Transcribe all the entries word for word, skipping the pictures.

══ Excerpted data

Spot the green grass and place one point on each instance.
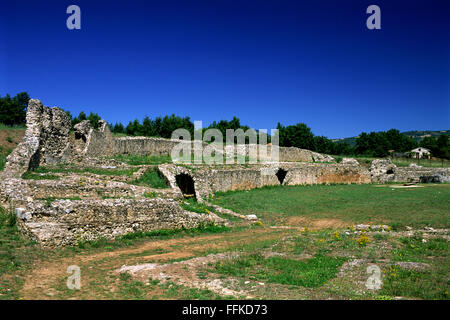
(400, 162)
(414, 249)
(427, 206)
(192, 205)
(310, 273)
(29, 175)
(152, 178)
(415, 284)
(136, 160)
(16, 256)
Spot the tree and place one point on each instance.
(298, 135)
(13, 110)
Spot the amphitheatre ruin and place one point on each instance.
(88, 205)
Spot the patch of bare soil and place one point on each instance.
(185, 273)
(47, 275)
(9, 139)
(316, 224)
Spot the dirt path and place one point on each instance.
(45, 279)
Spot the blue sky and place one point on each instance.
(262, 61)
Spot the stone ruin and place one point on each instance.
(84, 205)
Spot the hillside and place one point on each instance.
(417, 135)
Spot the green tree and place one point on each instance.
(13, 110)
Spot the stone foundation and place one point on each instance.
(67, 222)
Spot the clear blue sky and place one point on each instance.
(263, 61)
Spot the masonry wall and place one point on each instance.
(66, 222)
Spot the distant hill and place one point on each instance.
(417, 135)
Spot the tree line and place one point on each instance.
(373, 144)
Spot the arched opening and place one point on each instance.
(281, 174)
(186, 185)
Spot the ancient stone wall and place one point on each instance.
(66, 222)
(46, 140)
(383, 170)
(210, 179)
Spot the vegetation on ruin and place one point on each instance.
(193, 205)
(152, 178)
(373, 144)
(138, 160)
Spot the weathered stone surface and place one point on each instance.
(210, 179)
(382, 170)
(46, 140)
(350, 161)
(66, 222)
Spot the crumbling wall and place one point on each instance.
(66, 222)
(211, 179)
(383, 170)
(46, 140)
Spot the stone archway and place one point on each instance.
(186, 184)
(281, 174)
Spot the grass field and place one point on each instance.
(423, 206)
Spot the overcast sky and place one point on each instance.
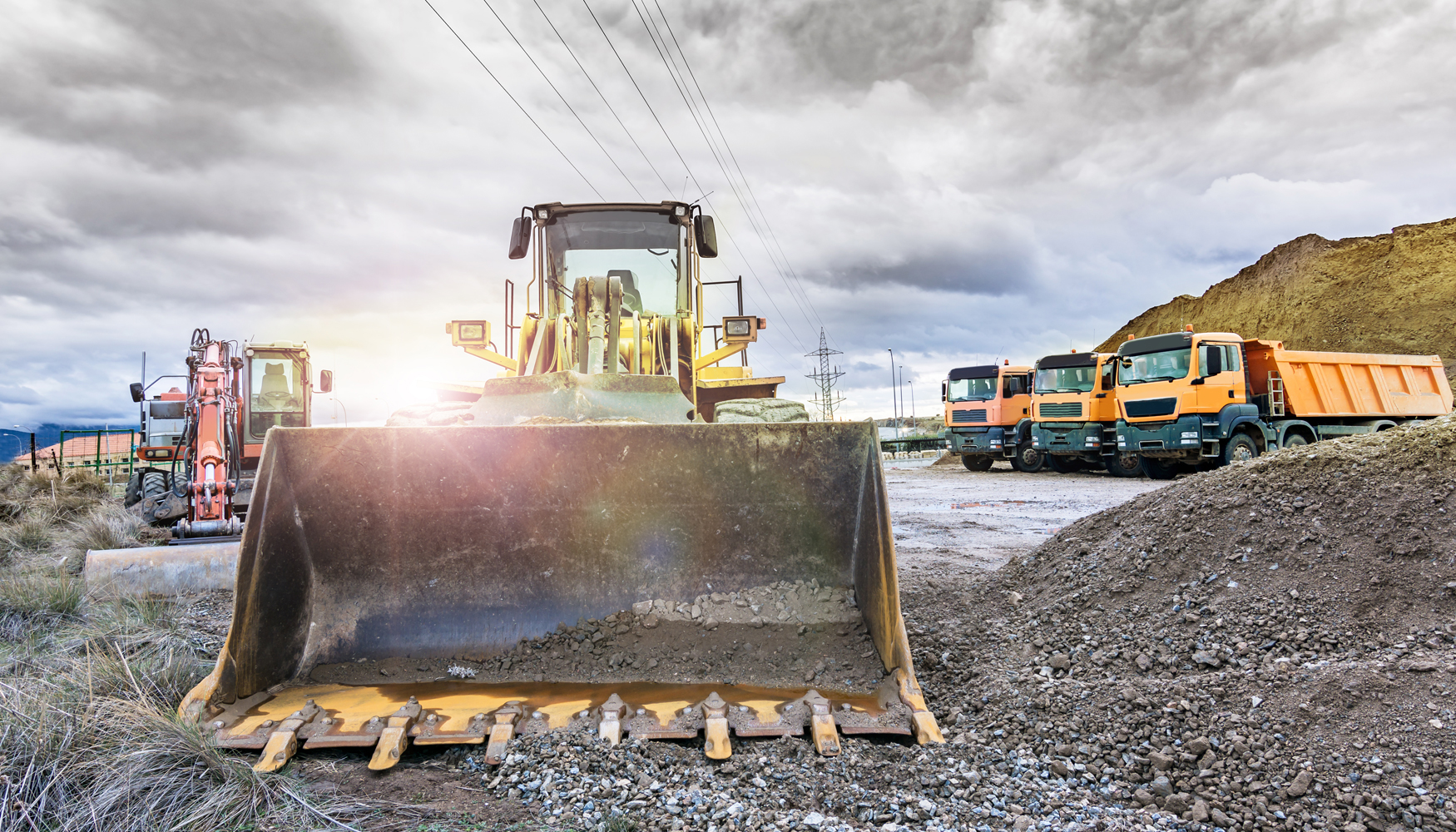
(957, 181)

════

Task answer:
Spot the green grass and place one point on each instance.
(400, 162)
(414, 249)
(427, 206)
(192, 205)
(310, 273)
(29, 175)
(152, 178)
(415, 284)
(136, 160)
(16, 256)
Spot the tree and place one point on each instance.
(298, 135)
(13, 110)
Spot the amphitheatre ruin and place one point on each instance.
(88, 205)
Spot the patch of bare soil and place one point on each instance.
(185, 273)
(47, 275)
(9, 139)
(316, 224)
Spot the dirt path and place one point on each instance.
(45, 279)
Spot the blue sky and place one point on each instance.
(262, 61)
Spot the stone ruin and place one point on each instance.
(84, 205)
Spot the hillside and place one point on each instance.
(417, 135)
Spot the green tree and place one point on each instance.
(13, 110)
Spot the stone foundation and place one point on each instance.
(67, 222)
Spot the clear blue sky and place one point on each instance.
(263, 61)
Spot the masonry wall and place one point on each instance.
(66, 222)
Spot the distant hill and place one point on each instance.
(417, 135)
Spot the tree line and place one point on each instance.
(373, 144)
Spot the arched opening and place one point on each instance.
(281, 174)
(186, 185)
Spot the ancient stone wall and place one point on each instance.
(66, 222)
(46, 140)
(383, 170)
(210, 179)
Spot the vegetation on ruin and place one point on each instance.
(193, 205)
(152, 178)
(373, 144)
(138, 160)
Spot the weathered stone surface and place one point on each instance.
(210, 179)
(382, 170)
(46, 140)
(350, 161)
(66, 222)
Spot the crumbling wall and place one point on each instance.
(66, 222)
(211, 179)
(383, 170)
(46, 140)
Spot the stone archway and place one point on each instance.
(186, 184)
(281, 174)
Spot the grass field and place one point on each instance.
(423, 206)
Spot the overcast sky and place one point on each instance.
(957, 181)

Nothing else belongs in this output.